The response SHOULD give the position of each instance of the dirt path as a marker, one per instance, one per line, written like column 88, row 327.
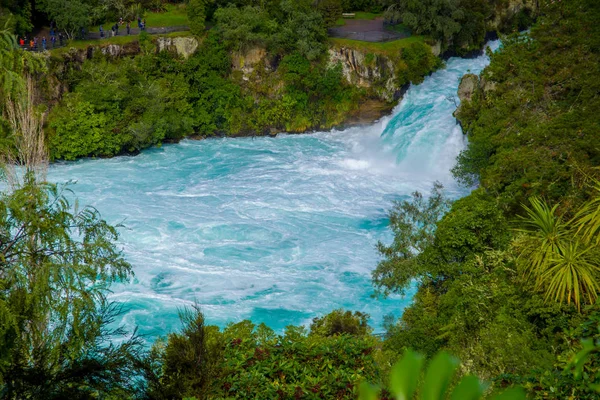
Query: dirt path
column 366, row 30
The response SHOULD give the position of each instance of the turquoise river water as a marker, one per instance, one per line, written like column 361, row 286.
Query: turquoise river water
column 278, row 230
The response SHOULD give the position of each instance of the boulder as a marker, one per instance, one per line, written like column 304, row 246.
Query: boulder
column 467, row 87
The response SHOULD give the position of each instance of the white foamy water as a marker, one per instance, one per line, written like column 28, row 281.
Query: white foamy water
column 279, row 230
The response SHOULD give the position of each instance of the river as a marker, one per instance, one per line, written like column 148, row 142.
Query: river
column 278, row 230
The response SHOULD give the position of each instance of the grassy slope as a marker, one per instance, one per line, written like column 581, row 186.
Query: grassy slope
column 359, row 15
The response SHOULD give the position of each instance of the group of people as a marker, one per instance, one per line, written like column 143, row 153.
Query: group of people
column 58, row 39
column 115, row 28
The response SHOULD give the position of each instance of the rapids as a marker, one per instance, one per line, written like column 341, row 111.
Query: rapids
column 278, row 230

EXERCISE BRIEF |
Could the data be reproduced exactly, with the pictures omitted?

COMPLETED EXERCISE |
The response SHOULD give the position of each instance of the dirt path as a marker, one per instance, one per line, written like column 88, row 327.
Query: dirt path
column 366, row 30
The response SHOULD give the position of each instance of the turquoise river water as a marker, one per instance, one per line, written like column 361, row 286.
Query: turquoise river water
column 278, row 230
The response SHOULD give the position of each instance of the boulder as a marker, one per instance, one per line, written like column 304, row 246.
Query: boulder
column 467, row 87
The response SHOULD give the position of each instance of the white foamy water as a marker, one per instance, one per line, written like column 28, row 281.
Query: white foamy water
column 279, row 230
The response SHOULD give the position of each instance of the river as a marker, one per instance, one per line, written like column 148, row 142.
Query: river
column 278, row 230
The response SHOULD give the position of each instance of the grassy slope as a marker, one per instance, one per line, written like column 581, row 186.
Query: grassy slope
column 359, row 15
The response SHOULD give the position of each instance of the group of people as a marker, one per instance, one per line, written like column 143, row 153.
Query: group of people
column 58, row 39
column 115, row 28
The response SHOULD give the position of each instance of the rapids as a marker, one per instance, one per line, written like column 341, row 111.
Query: rapids
column 278, row 230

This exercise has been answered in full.